Records supplied:

* Start *

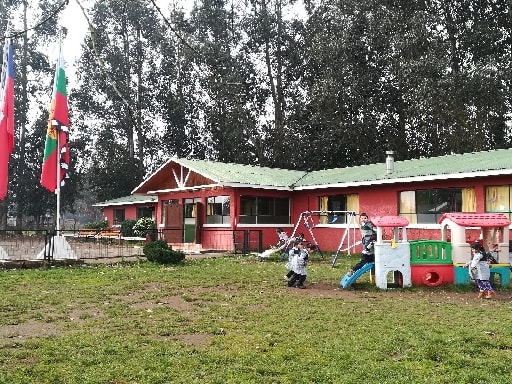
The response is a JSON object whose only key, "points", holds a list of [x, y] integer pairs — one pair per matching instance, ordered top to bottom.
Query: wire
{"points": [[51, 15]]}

* End *
* Start *

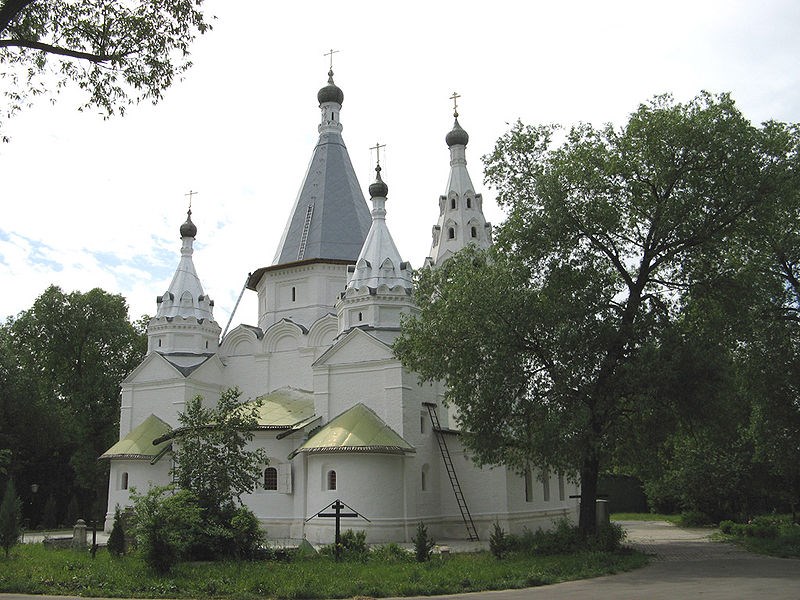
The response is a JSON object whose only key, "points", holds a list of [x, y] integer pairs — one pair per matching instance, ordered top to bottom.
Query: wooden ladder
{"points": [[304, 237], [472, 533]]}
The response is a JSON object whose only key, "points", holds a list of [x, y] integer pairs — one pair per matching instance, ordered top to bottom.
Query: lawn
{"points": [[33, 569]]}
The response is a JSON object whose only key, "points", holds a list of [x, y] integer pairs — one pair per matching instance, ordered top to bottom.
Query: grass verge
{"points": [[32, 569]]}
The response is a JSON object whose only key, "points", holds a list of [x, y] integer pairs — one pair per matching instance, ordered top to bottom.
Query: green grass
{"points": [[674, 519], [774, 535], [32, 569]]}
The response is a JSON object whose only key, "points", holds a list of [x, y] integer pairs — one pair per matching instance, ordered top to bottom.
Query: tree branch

* End *

Your goal:
Report each line of the material above that contains the word "Query".

Solution to this task:
Query: wire
Query: wooden ladder
Query: lawn
Query: grass verge
Query: green grass
Query: tree branch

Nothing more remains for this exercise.